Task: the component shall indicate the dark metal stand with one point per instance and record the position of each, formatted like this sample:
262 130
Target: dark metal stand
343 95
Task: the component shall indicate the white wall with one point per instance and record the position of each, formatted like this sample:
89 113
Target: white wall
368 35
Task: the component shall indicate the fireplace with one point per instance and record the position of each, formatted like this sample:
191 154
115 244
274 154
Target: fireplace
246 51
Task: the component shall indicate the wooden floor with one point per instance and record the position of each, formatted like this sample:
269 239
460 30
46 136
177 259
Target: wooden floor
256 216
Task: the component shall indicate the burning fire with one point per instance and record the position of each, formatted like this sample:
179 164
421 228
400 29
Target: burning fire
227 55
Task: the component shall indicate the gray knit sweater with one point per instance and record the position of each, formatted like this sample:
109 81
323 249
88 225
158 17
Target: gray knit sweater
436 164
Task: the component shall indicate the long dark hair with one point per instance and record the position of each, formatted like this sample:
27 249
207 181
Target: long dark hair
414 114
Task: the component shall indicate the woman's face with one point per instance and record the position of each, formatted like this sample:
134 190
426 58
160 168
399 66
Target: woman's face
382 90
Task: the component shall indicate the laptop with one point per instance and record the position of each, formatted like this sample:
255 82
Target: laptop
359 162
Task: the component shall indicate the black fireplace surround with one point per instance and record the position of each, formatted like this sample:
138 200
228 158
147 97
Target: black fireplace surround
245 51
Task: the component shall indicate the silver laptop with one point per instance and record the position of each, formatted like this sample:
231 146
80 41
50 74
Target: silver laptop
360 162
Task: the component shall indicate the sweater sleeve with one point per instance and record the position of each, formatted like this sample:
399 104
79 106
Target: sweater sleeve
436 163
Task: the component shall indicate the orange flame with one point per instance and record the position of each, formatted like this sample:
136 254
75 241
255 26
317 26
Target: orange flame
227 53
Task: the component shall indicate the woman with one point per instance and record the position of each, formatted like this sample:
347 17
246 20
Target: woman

+===+

Reproduce the records word for word.

Task: the component shall indicate the dark metal stand with one point per instance and record the position of each, formatted like this sample:
262 130
Target: dark metal stand
343 95
Task: the component shall indicate the white wall with one point per instance and record the position of each, formatted like this sample:
89 113
Target: white wall
368 35
Task: the component shall indicate the fireplace with one point per instance and record the position of each, formatted like this sample:
191 154
115 244
274 154
Target: fireplace
246 51
Task: the component shall indicate the wooden floor with one point per instance and record the position of each, formatted like this sample:
269 239
460 30
46 136
177 259
Target: wooden floor
256 216
Task: the component shall indicate the burning fire with one point per instance and record the position of each, formatted like this sample:
179 164
421 228
400 29
Target: burning fire
227 55
Task: the component shall indicate the gray knit sweater with one point per instance and record the position of each, formatted like this sample:
109 81
323 249
88 225
158 17
Target: gray knit sweater
436 164
Task: the component shall indicate the long dark hair with one point per instance and record the position of each, formatted like this sample:
27 249
207 181
Target: long dark hair
414 114
Task: the component shall indicate the woman's face with one point per instance and record the position of each, formatted like this sample:
134 190
426 58
160 168
399 66
Target: woman's face
382 90
Task: the component shall indicate the laptop with one point per instance and record the position of each, formatted like this sample:
255 82
Target: laptop
359 162
Task: the component shall indicate the black fireplace surround with one point per instance and record the position of each, formatted like this sample:
138 200
228 158
147 97
Target: black fireplace surround
245 51
Task: the component shall indicate the silver laptop with one point per instance and record the position of each, formatted like this sample:
231 146
80 41
50 74
Target: silver laptop
360 162
Task: the component shall indicate the sweater sleeve with one point per instance and record the position of each, formatted like this sample:
399 104
79 106
Target: sweater sleeve
436 163
Task: the component shall indicate the orange flame with one point per instance and record the position of each, formatted like this sample:
136 254
75 241
255 26
317 26
Target: orange flame
227 53
Task: the component shall indicate the woman with one point per instance and record the position of each, formatted like this sample:
347 17
246 20
Target: woman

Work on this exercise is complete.